*TASK BRIEF*
Restate word for word the span of lines that opens with the line containing "Target: white wall" and closes with the last line of the material. Include both ends and nothing more.

☆ ☆ ☆ ☆

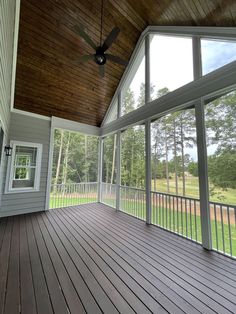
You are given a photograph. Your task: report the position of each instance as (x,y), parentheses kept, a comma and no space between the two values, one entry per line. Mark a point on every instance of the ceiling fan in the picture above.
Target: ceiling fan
(100,56)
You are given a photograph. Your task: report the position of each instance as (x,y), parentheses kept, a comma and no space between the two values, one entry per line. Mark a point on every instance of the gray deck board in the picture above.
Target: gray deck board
(92,259)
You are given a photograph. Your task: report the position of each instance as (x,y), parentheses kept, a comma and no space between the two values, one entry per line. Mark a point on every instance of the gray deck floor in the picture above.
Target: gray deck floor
(91,259)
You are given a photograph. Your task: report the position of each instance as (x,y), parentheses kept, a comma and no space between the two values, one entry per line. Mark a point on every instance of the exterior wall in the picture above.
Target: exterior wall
(35,130)
(7,28)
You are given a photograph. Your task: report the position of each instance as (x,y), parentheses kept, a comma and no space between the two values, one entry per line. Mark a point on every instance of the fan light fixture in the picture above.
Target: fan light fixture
(100,57)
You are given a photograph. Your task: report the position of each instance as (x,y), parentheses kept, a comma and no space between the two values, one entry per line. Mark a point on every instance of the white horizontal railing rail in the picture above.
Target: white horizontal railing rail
(223,227)
(177,214)
(182,215)
(69,194)
(133,201)
(109,194)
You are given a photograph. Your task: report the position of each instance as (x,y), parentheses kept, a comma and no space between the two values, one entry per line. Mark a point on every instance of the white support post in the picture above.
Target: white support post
(203,177)
(118,156)
(49,175)
(148,171)
(197,64)
(118,174)
(100,155)
(148,133)
(147,69)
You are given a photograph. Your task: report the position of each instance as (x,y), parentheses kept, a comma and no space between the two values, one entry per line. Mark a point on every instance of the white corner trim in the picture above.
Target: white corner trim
(30,114)
(59,123)
(15,46)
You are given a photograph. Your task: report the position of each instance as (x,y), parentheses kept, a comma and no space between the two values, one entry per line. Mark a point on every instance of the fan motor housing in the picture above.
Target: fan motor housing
(99,56)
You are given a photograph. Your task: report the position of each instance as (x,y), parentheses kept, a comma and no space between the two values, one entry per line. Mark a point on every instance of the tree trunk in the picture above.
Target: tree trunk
(59,161)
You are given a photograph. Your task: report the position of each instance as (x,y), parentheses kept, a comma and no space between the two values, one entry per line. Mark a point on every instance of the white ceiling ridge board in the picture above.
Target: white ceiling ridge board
(59,123)
(202,31)
(30,114)
(223,78)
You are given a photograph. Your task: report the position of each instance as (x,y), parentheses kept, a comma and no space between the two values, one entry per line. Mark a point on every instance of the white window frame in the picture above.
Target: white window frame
(11,168)
(26,166)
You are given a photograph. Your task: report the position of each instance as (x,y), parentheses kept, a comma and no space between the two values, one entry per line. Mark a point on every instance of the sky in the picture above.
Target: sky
(171,65)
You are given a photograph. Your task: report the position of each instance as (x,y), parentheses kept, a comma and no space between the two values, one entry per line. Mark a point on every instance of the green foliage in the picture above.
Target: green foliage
(222,170)
(75,157)
(193,168)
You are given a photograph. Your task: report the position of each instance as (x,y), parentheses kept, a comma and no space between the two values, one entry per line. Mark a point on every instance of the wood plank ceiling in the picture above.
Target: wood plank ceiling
(49,79)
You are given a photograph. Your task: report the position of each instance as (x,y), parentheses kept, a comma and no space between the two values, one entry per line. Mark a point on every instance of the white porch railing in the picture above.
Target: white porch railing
(63,195)
(133,201)
(178,214)
(109,194)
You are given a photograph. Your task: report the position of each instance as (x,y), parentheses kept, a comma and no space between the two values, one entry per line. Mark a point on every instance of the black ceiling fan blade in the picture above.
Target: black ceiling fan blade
(82,34)
(102,70)
(116,59)
(85,58)
(110,38)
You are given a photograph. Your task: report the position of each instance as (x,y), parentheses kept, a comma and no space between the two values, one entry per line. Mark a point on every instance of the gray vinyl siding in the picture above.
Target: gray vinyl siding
(7,25)
(29,129)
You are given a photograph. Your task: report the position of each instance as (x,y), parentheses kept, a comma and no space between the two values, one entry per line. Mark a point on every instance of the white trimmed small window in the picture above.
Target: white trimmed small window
(24,167)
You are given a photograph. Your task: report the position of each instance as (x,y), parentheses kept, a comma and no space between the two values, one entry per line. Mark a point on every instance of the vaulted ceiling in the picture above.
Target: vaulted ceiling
(51,81)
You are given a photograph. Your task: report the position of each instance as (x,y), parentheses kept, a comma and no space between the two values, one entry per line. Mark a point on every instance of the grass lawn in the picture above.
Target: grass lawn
(192,190)
(185,224)
(57,202)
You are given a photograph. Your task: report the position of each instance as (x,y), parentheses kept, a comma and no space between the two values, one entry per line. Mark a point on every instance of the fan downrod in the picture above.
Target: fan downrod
(99,56)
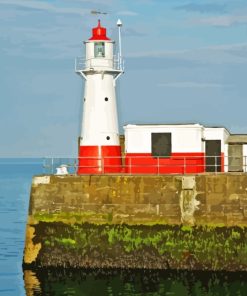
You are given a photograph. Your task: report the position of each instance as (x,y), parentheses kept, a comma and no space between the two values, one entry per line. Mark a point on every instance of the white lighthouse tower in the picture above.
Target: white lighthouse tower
(99,147)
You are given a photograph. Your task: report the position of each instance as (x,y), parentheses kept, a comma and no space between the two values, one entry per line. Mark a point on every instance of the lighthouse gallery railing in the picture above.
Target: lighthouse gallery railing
(132,164)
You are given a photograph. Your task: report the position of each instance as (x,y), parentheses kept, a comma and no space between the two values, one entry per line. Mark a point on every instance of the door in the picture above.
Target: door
(235,158)
(213,155)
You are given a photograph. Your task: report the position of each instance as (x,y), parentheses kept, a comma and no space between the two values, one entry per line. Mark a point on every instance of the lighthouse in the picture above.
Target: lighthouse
(99,146)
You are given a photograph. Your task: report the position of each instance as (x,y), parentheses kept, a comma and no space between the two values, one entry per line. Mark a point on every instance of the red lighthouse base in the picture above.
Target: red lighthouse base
(99,160)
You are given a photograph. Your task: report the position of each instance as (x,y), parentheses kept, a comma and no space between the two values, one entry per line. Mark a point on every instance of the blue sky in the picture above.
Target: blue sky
(185,61)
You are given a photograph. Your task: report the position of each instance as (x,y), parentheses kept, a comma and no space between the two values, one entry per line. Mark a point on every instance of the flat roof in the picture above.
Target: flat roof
(238,138)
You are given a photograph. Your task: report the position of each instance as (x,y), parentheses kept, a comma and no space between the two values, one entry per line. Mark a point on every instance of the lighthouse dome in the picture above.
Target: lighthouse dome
(99,33)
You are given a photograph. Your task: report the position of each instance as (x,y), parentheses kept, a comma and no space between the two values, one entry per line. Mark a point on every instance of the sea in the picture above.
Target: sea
(15,182)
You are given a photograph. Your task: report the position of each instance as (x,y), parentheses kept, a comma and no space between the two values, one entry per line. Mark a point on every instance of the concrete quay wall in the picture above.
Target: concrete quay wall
(125,221)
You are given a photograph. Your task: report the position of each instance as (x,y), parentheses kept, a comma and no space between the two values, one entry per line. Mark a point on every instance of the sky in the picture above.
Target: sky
(185,62)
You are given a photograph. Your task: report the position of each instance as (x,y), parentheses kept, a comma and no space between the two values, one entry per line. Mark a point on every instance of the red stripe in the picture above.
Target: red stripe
(177,163)
(99,159)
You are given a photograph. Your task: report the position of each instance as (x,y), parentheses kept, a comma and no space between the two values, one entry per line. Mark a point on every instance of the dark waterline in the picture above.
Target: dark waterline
(134,282)
(15,182)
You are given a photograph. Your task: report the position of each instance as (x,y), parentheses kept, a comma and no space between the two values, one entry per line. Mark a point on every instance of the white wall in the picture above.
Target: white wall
(185,138)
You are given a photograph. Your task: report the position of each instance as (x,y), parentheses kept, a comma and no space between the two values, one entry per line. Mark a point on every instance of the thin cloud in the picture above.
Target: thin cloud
(45,6)
(218,54)
(127,13)
(203,8)
(221,21)
(191,84)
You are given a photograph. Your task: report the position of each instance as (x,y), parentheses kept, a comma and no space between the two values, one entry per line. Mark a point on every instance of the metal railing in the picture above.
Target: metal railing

☆ ☆ ☆ ☆

*FINISHED TASK*
Target: white wall
(185,138)
You are given a photograph. Your task: report the position of each instance as (x,y), parentheses kept, a comma and no space between the two values, one entry per line. Mark a point on every instance of the thin cloud in the picture above.
Target: thin cloud
(45,6)
(218,54)
(127,13)
(203,8)
(221,21)
(191,84)
You are given a photograph. Your task: report the position of each instance as (x,y), parentheses kept, a comma and no space between the two values, one entry per line. Mark a point on every instance of the metal railing in the picture above.
Target: metal railing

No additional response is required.